EXERCISE DESCRIPTION -> Return verbatim the stretch of the records from the line containing "rake in the photo above." through the end of the records, including both ends.

SUPPLIED DATA ->

※ ※ ※

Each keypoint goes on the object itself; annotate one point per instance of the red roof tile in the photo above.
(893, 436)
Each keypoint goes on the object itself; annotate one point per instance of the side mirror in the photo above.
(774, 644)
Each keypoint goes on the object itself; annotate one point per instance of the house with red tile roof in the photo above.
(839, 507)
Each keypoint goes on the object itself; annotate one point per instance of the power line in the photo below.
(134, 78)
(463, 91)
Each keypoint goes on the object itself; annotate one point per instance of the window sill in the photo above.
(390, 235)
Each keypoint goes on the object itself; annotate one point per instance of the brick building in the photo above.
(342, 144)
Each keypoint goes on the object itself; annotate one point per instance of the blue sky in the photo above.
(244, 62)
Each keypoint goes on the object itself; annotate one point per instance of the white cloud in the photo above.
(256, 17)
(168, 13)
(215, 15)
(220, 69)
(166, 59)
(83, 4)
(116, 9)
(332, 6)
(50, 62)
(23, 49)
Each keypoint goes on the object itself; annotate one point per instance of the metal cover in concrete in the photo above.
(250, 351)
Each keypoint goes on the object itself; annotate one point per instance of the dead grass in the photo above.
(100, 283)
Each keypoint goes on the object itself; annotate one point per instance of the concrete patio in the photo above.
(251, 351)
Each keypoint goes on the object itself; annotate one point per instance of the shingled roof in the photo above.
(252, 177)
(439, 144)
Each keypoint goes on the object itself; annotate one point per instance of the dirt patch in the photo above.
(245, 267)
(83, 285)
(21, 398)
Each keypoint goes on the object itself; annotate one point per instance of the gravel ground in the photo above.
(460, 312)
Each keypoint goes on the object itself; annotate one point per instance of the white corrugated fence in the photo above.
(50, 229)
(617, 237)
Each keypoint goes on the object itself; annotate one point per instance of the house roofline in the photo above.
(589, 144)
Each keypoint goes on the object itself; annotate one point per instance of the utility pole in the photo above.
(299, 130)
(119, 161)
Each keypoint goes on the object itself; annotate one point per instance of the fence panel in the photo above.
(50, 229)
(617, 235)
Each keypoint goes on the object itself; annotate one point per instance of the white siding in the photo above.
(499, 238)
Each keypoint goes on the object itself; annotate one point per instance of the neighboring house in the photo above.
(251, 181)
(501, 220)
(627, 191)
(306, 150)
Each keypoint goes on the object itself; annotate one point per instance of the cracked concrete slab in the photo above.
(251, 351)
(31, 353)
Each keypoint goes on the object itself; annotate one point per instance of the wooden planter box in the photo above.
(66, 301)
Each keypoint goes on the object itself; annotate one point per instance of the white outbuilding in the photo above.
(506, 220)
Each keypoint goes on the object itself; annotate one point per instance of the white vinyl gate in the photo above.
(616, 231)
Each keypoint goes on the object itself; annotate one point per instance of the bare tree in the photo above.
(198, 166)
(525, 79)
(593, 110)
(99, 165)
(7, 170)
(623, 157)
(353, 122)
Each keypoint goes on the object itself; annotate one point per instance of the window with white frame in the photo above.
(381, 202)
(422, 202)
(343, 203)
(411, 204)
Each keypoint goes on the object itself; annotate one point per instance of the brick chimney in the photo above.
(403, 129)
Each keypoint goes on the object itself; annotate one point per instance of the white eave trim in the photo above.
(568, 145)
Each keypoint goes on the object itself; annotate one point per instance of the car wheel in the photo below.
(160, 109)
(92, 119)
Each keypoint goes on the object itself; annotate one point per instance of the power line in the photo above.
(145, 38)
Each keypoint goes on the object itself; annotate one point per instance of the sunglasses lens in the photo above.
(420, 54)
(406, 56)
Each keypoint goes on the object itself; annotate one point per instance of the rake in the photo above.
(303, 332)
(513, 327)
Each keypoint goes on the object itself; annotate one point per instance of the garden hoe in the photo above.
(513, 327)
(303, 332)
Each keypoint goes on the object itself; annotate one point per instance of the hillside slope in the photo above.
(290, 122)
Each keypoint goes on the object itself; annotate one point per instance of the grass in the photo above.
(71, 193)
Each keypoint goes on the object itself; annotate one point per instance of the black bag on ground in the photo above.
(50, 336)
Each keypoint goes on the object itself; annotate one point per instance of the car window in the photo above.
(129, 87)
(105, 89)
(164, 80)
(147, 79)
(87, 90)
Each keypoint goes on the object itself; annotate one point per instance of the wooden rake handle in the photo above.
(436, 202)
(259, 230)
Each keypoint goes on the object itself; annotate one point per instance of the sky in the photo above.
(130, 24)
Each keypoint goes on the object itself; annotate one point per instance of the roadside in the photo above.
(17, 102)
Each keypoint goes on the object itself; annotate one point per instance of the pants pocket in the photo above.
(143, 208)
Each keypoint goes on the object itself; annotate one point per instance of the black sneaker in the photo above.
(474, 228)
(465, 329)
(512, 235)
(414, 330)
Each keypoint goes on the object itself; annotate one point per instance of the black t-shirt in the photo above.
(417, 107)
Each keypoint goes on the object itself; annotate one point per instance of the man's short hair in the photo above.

※ ※ ※

THE REPLY ->
Each keypoint goes on the object itself; annotate one point per instance of the rake in the photo above.
(303, 332)
(513, 327)
Each keypoint goes on the object itself; annotate one point per instance of the garden hoe in the photo above.
(513, 327)
(303, 332)
Each keypoint goes on the object itself; annotate one point per instance of the hillside slope in the photo above.
(290, 122)
Each keypoint goes on the object itself; annotate one point per instance of the grass in the photo above.
(71, 193)
Each keypoint goes on the object itself; annotate one point per instance of the black bag on ground in the photo above.
(50, 336)
Each keypoint goes on the object itself; annotate one point per instance of the car window in the photo above.
(129, 87)
(105, 89)
(164, 80)
(147, 79)
(87, 90)
Each keypoint goes on the object itself; annotate one point per instance of the wooden rake handle in the photo above.
(436, 202)
(259, 230)
Each keypoint goes on the object itself; annotate one point per instance of the sky in the photo above.
(130, 24)
Each keypoint goes on the object itself; annotate one point per instance of the roadside in the photo above.
(17, 102)
Each keypoint goes on the object itself; annotate one point per instance of the pants pocket in the photo above.
(143, 208)
Each keypoint goes on the object itself; annotate one point per instance of the black sneaker in the photo above.
(474, 228)
(465, 329)
(512, 235)
(414, 330)
Each keypoint goes on the object itself; annotate one point per instance of the black t-shirt in the photo above.
(417, 107)
Each keypoint goes on the object itself; annotate one point per instance of the man's short hair in the photo above.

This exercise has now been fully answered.